REQUEST 1: Pick out every line in the rows below that contains the string "params".

PASSAGE TO READ:
========

THIS NOTE HAS NOT BEEN REGISTERED UNDER THE SECURITIES ACT OF 1933, AS AMENDED, OR APPLICABLE STATE SECURITIES LAWS. THE SECURITIES HAVE BEEN ACQUIRED FOR INVESTMENT AND MAY NOT BE OFFERED FOR SALE, SOLD, TRANSFERRED OR ASSIGNED IN THE ABSENCE OF AN EFFECTIVE REGISTRATION STATEMENT FOR THE SECURITIES UNDER THE SECURITIES ACT OF 1933, AS AMENDED, OR APPLICABLE STATE SECURITIES LAWS, OR AN OPINION OF COUNSEL, IN A FORM ACCEPTABLE TO THE COMPANY, THAT REGISTRATION IS NOT REQUIRED UNDER SAID ACT OR APPLICABLE STATE SECURITIES LAWS OR UNLESS SOLD PURSUANT TO RULE 144 UNDER SAID ACT.

 

CLEANCORE GLOBAL LIMITED

 

10% SUBORDINATED PROMISSORY NOTE

 

US $800,000 April 15, 2025

 

FOR VALUE RECEIVED, CleanCore Global Limited, an Irish corporation (the “Company”), promises to pay to Sanzonate Europe Ltd. (the “Holder”) the principal sum of Eight Hundred Thousand Dollars ($800,000.00) in lawful money of the United States of America, with simple interest payable thereon at the rate of ten percent (10%) per annum. The unpaid principal amount hereof and all accrued but unpaid interest thereon shall be paid in full to the Holder on the second (2nd) anniversary of the date of this 10% Subordinated Promissory Note (the “Maturity Date”).

 

Capitalized terms used herein but not defined herein shall have the meaning ascribed to them in that certain Asset Purchase Agreement, dated as of February 21, 2025, as amended (the “Purchase Agreement”), among the Company, the Holder and Sanzonate Global Inc., pursuant to which the Company agreed to acquire all or substantially all of the assets of the Holder.

 

The following is a statement of the rights of the Holder of this 10% Subordinated Promissory Note (this “Note”) and the terms and conditions to which this Note is subject, and to which the Holder, by acceptance of this Note, agrees:

 

1. Principal Repayment. The outstanding principal amount of this Note and all accrued and unpaid interest thereon shall be due on the Maturity Date.

 

2. Interest.

 

(a) Computation. Simple interest shall accrue on the unpaid principal amount of this Note from the date hereof until such principal amount is repaid in full at the rate of ten percent (10%) per annum. Payments of interest only on the outstanding principal amount hereunder shall be due and payable quarterly in arrears commencing on June 1, 2025 and continuing on the first day of each calendar quarter thereafter through and including the Maturity Date. All unpaid principal and any accrued and unpaid interest shall be due on the Maturity Date. All computations of the interest rate hereunder shall be made on the basis of a 360-day year of twelve, 30-day months. If any interest rate provided for herein shall be determined to be unlawful, such interest rate shall be computed at the highest rate permitted by applicable law. Any payment by the Company of any interest amount in excess of that permitted by law shall be considered a mistake, with the excess being applied to the principal of this Note without prepayment premium or penalty.

 

 

 

 

(b) Taxes, Charges, and Expenses. The Company, at its own cost, shall report interest income, if any, to the IRS and/or other applicable tax authorities and to the Holder on a Form 1099-INT or other appropriate form in accordance with applicable law. The Company shall bear sole responsibility for any costs or fees in connection with the payment of Interest with respect to this Note, including, but not limited to, wire transfer fees, bank check fees and escrow agent fees.

========

DATA EXCERPTS:

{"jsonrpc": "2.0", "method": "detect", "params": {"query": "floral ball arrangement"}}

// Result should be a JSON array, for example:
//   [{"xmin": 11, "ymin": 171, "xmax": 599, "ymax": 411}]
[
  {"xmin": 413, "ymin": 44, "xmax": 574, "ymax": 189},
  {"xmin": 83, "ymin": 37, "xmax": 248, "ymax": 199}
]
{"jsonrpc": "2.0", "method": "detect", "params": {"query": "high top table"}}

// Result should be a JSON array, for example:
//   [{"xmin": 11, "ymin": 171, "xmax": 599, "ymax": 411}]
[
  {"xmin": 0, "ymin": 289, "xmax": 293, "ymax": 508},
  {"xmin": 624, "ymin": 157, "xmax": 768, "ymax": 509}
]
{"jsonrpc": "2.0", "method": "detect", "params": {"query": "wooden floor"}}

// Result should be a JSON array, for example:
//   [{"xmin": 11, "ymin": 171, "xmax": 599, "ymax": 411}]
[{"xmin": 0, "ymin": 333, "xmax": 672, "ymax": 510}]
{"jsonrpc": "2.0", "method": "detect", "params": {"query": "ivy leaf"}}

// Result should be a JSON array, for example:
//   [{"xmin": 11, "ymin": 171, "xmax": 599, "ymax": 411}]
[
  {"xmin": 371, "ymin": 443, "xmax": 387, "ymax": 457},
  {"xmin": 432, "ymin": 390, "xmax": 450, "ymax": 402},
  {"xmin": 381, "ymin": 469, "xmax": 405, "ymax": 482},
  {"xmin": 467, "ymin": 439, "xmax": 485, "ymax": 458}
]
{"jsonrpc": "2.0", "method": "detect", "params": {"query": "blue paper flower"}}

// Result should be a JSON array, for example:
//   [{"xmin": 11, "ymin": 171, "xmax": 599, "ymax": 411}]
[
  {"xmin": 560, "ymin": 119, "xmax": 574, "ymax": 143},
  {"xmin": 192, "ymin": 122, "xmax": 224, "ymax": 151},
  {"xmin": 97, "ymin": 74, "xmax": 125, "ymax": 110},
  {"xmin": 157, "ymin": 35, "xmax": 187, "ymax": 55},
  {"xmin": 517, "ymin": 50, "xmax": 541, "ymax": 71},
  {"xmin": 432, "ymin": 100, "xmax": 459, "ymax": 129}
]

========

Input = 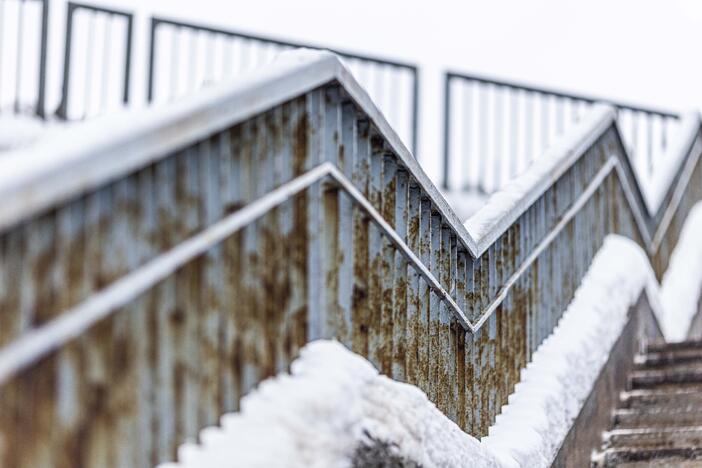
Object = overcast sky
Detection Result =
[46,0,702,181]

========

REQUEST 2: In the promissory note above, on what date do the quarterly interest-only payments begin?

CORRECT RESPONSE 1:
{"jsonrpc": "2.0", "method": "detect", "params": {"query": "floral ball arrangement"}}
{"jsonrpc": "2.0", "method": "detect", "params": {"query": "high top table"}}
{"jsonrpc": "2.0", "method": "detect", "params": {"query": "wooden floor"}}
{"jsonrpc": "2.0", "method": "detect", "params": {"query": "ivy leaf"}}
{"jsonrpc": "2.0", "method": "detect", "params": {"query": "blue paper flower"}}

CORRECT RESPONSE 2: June 1, 2025